##### RECORDS FOR PROCESSING #####
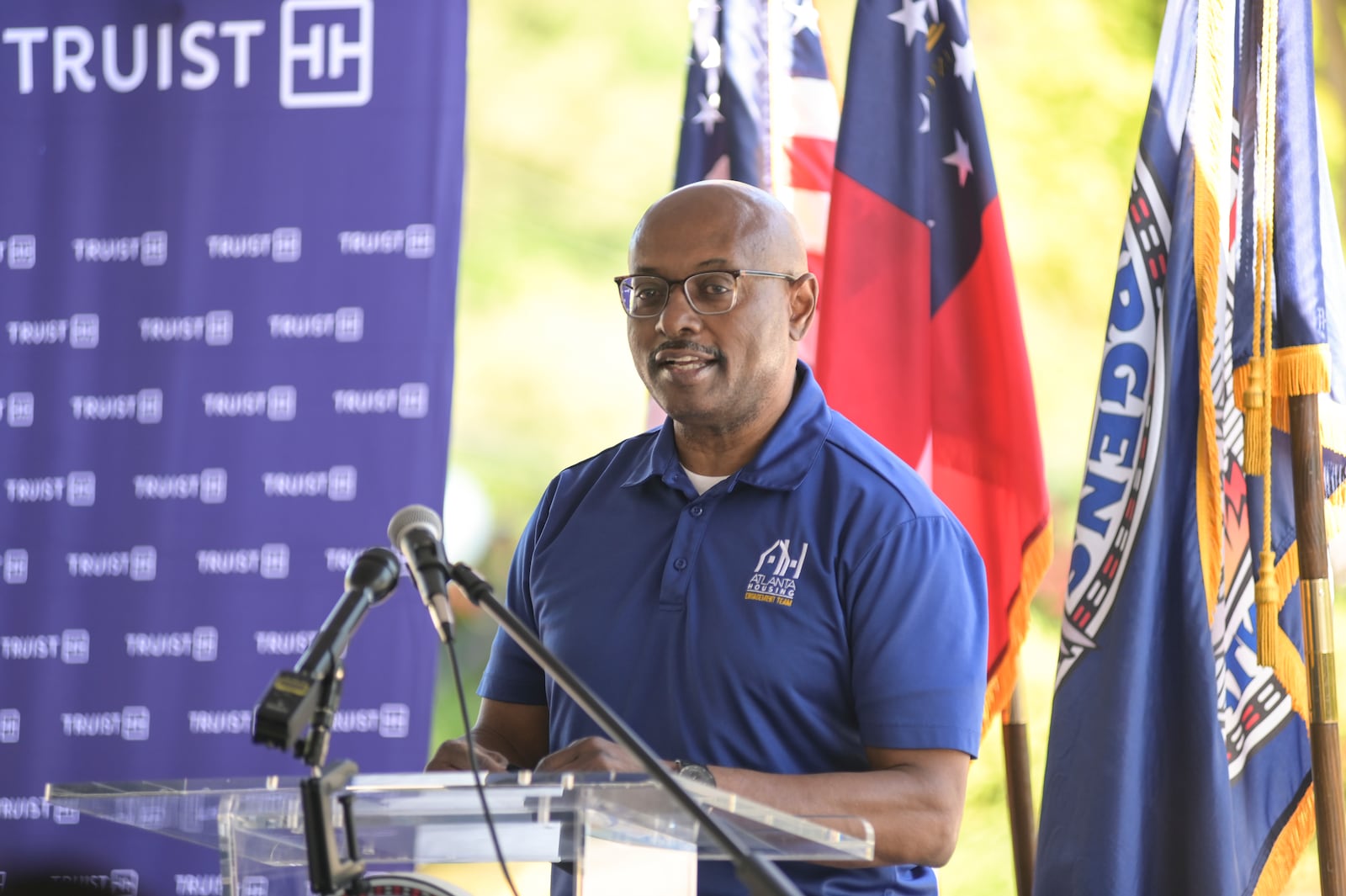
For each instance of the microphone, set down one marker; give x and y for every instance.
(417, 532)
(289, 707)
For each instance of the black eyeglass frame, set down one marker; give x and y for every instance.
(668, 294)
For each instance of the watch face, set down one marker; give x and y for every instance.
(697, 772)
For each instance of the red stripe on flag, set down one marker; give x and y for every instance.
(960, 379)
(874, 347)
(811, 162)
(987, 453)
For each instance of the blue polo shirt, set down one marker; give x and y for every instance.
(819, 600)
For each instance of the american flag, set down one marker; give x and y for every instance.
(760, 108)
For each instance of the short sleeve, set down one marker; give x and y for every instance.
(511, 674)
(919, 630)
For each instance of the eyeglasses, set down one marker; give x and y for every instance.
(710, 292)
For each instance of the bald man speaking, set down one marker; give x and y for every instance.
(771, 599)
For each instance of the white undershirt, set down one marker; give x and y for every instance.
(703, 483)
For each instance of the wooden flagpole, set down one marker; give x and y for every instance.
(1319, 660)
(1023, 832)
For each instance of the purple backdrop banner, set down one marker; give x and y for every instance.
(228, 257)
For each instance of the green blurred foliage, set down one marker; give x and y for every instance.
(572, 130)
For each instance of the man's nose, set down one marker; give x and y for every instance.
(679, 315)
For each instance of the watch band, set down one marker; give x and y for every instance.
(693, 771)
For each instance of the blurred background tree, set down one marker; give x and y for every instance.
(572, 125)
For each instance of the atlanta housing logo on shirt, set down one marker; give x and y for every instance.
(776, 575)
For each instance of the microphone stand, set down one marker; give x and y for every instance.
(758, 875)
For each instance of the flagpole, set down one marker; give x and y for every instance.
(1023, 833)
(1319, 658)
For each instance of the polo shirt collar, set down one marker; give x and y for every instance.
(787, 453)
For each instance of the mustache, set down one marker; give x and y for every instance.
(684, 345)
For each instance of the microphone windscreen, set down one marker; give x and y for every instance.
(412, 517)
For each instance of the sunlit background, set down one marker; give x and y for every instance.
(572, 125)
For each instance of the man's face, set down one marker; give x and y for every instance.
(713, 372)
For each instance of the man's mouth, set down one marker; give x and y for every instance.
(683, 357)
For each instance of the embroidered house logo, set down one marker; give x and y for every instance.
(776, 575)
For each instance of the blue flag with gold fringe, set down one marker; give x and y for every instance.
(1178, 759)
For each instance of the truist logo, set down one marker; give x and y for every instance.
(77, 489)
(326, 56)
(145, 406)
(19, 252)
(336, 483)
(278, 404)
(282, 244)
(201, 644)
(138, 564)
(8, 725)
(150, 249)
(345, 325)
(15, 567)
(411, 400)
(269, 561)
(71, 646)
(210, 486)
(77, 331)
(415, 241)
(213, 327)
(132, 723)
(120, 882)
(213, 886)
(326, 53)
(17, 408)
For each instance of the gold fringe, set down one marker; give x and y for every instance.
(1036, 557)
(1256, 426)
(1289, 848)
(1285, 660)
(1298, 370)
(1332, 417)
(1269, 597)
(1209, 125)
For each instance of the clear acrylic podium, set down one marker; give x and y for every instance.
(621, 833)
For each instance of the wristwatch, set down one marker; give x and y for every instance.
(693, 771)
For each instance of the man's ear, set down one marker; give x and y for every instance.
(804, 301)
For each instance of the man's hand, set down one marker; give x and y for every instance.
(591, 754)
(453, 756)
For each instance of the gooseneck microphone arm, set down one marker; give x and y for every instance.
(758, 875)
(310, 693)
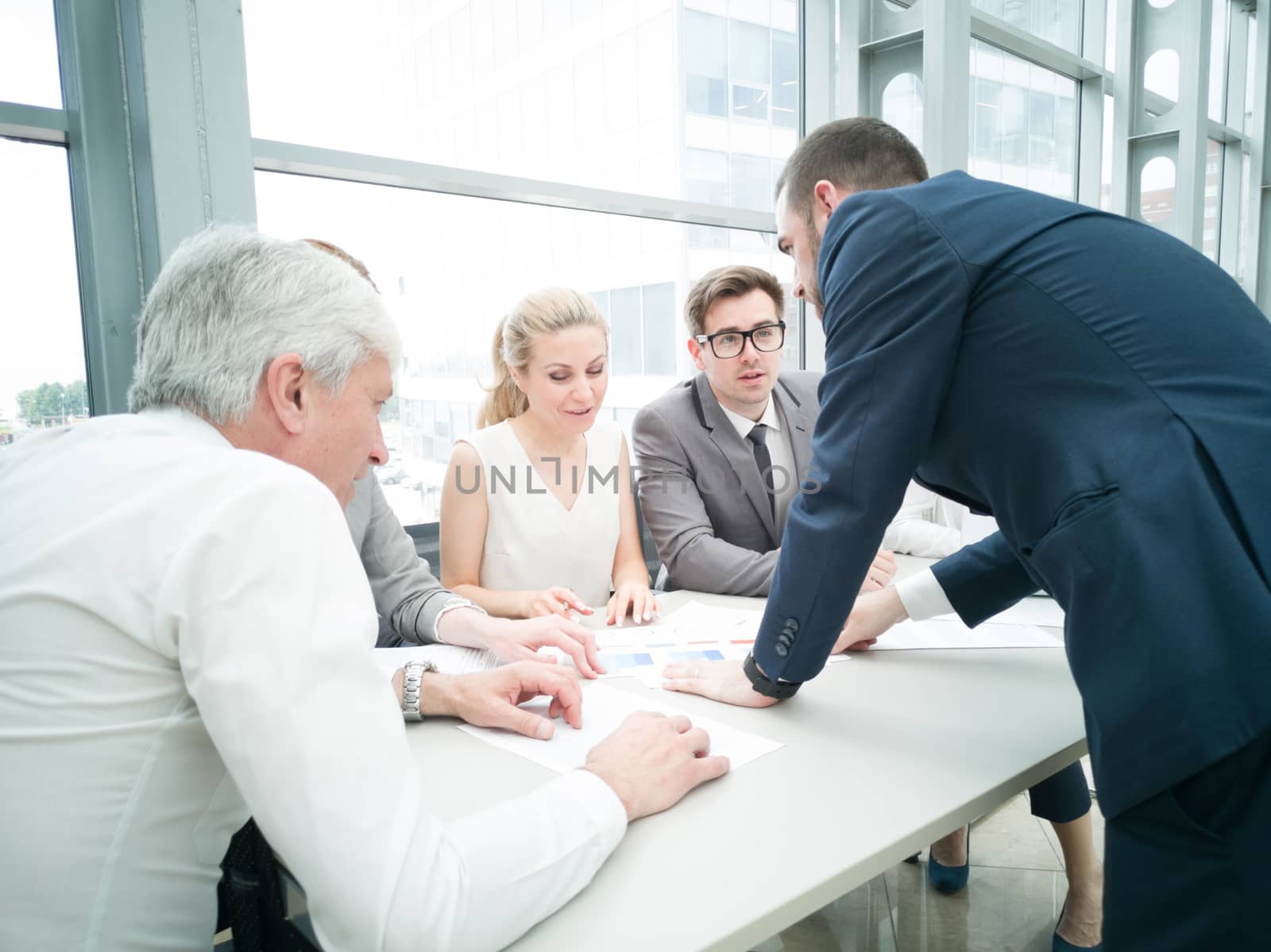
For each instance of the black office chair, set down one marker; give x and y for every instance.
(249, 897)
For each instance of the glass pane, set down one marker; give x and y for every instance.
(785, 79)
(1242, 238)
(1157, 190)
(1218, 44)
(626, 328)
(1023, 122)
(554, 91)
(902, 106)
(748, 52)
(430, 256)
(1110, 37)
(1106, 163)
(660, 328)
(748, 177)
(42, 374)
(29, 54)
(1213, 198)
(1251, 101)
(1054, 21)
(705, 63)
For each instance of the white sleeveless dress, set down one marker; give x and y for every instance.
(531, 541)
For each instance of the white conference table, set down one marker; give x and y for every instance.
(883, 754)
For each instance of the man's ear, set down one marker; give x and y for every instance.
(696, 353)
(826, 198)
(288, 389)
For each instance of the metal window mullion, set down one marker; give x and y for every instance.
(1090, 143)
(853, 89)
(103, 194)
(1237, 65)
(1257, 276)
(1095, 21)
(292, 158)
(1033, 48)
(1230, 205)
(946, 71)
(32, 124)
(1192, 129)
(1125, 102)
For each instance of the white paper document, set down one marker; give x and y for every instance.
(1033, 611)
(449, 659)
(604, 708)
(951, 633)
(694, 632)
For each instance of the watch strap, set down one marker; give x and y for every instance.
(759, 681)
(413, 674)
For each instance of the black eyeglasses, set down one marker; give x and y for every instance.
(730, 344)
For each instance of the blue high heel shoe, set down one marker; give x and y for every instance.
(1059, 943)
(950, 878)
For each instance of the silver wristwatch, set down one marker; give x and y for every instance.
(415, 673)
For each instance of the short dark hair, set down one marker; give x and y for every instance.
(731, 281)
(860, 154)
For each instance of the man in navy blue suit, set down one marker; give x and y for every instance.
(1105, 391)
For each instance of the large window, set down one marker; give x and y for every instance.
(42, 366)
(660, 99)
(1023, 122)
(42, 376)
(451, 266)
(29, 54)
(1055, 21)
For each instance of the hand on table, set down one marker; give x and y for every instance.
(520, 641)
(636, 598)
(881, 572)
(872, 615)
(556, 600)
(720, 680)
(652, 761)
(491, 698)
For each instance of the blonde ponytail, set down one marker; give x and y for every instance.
#####
##### RECORDS FOR PROCESSING #####
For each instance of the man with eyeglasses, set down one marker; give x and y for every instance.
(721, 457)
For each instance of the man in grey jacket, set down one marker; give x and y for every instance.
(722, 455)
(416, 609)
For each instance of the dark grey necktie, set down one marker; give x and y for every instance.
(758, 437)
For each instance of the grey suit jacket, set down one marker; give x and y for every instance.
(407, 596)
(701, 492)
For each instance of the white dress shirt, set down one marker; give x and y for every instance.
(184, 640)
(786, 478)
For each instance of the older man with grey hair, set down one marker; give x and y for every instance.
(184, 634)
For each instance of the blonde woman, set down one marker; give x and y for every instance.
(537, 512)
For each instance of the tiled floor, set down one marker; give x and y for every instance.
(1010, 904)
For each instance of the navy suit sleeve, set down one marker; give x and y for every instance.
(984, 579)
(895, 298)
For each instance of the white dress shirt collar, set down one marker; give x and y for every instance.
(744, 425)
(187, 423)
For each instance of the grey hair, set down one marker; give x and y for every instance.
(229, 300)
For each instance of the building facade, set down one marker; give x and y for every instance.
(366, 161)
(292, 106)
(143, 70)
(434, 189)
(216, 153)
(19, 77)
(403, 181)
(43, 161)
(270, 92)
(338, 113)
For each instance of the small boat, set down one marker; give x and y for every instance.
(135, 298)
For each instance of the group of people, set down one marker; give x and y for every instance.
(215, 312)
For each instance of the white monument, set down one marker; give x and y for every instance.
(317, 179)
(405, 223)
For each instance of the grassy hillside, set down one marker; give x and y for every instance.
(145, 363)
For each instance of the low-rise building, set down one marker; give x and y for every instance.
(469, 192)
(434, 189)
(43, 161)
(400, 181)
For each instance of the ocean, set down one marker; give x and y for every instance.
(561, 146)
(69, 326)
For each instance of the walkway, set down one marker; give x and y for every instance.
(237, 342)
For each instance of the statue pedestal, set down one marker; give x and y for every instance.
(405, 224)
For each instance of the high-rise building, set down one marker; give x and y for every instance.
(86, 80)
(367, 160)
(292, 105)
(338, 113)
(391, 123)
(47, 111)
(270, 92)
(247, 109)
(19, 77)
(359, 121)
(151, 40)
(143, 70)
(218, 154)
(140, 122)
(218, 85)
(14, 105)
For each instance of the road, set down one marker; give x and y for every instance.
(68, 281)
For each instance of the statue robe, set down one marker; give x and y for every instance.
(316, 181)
#####
##### RECORDS FOR PROCESSING #####
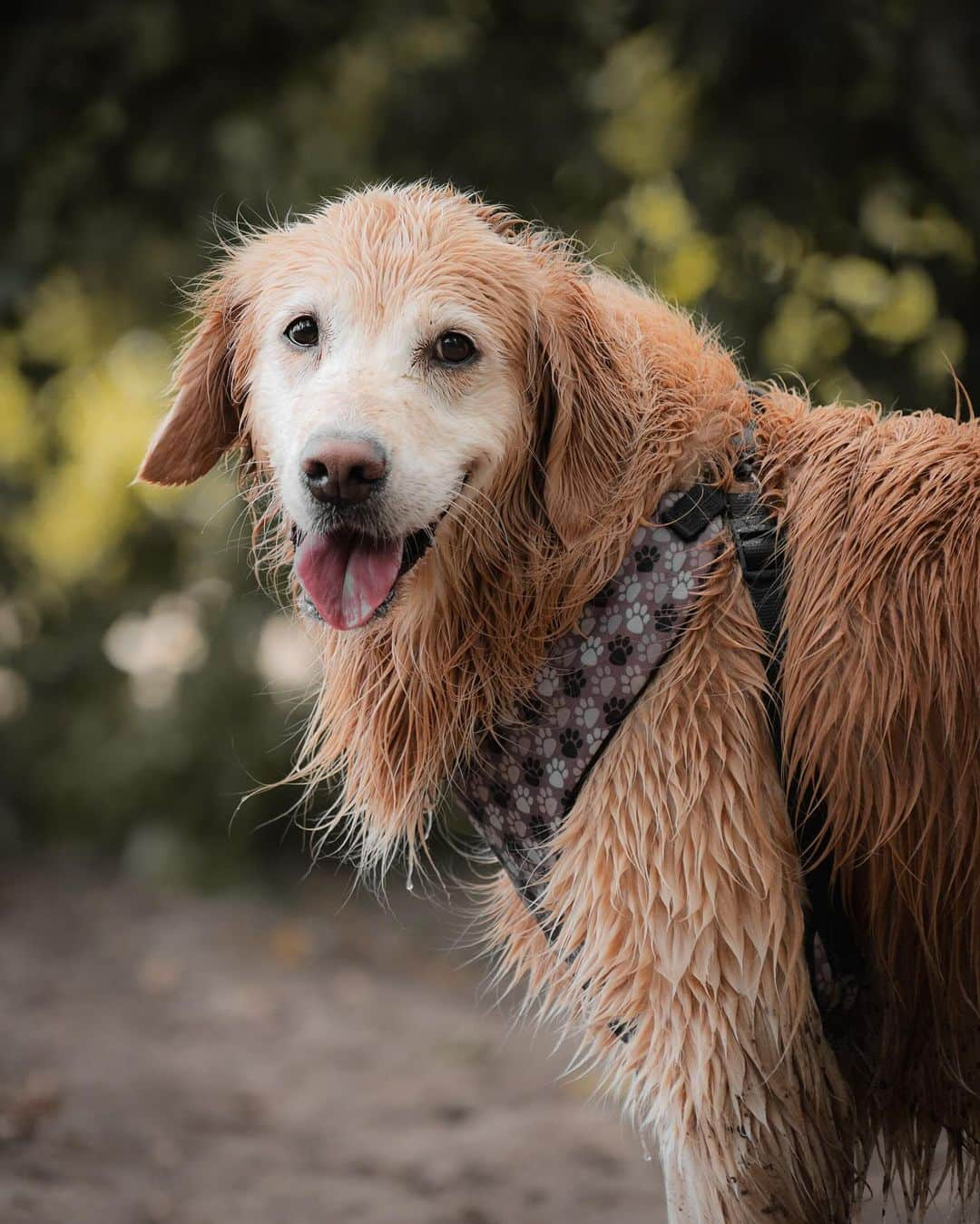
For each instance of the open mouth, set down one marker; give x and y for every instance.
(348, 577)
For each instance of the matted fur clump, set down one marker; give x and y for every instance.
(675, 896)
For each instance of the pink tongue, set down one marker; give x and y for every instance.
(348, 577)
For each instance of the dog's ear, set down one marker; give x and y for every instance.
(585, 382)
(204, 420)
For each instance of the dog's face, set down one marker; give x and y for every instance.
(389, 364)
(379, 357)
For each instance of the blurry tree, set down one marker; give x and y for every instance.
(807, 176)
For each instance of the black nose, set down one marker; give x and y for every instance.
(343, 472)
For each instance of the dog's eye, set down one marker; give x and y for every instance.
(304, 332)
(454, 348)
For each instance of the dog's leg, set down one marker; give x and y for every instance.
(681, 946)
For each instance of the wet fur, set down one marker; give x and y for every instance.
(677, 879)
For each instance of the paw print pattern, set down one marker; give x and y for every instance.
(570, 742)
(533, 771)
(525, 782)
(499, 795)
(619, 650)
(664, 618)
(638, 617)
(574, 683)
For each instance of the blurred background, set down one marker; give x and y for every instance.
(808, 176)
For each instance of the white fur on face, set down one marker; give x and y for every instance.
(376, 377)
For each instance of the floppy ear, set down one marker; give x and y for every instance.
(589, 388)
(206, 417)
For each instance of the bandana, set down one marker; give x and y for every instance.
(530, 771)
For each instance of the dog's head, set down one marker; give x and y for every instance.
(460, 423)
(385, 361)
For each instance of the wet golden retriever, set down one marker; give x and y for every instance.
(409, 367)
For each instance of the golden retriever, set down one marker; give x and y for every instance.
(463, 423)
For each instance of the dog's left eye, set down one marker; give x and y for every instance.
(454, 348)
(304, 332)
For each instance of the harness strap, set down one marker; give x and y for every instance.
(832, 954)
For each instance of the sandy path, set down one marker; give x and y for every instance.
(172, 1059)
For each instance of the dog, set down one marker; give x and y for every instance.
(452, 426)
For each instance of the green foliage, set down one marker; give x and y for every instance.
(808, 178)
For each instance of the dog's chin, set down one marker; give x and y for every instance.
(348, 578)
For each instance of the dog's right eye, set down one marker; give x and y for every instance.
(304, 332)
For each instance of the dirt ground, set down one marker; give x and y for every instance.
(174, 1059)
#####
REQUIREMENT: Output the data from the line containing "For each instance of the sandy" up to and including the line containing "(174, 1059)" as a Markdown table with the columns Row and Line. Number each row and leave out any blank lines.

RESPONSE TO THIS EXERCISE:
| Row | Line |
|---|---|
| 1 | For each instance of the sandy path, set down one marker; give x and y for every instance. |
| 2 | (172, 1059) |
| 3 | For each instance of the dog, set down one marker; give x and y for every instance. |
| 4 | (452, 426) |
| 5 | For each instance of the green foliage, set down one marker; give x and y for every instance. |
| 6 | (808, 178) |
| 7 | For each instance of the dog's chin, set down one marker; give x and y for every instance. |
| 8 | (348, 578) |
| 9 | For each instance of the dog's right eye, set down one marker; give x and y for every instance. |
| 10 | (304, 332) |
| 11 | For each instance of the dirt ground, set down one marker; give x and y for every instance. |
| 12 | (174, 1059) |